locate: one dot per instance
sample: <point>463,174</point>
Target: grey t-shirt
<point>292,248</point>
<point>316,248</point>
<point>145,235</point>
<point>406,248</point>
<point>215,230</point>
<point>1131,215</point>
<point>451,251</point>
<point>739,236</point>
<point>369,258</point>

━━━━━━

◆ **YOUR TASK**: Rewrite the rows above, replacing "grey t-shirt" with "white t-shirt" and leaving everything else unchanged.

◆ **OUTPUT**:
locate: one dot per instance
sample: <point>463,174</point>
Target: white t-shirt
<point>292,248</point>
<point>316,248</point>
<point>145,235</point>
<point>406,248</point>
<point>215,230</point>
<point>1131,215</point>
<point>451,251</point>
<point>739,236</point>
<point>369,258</point>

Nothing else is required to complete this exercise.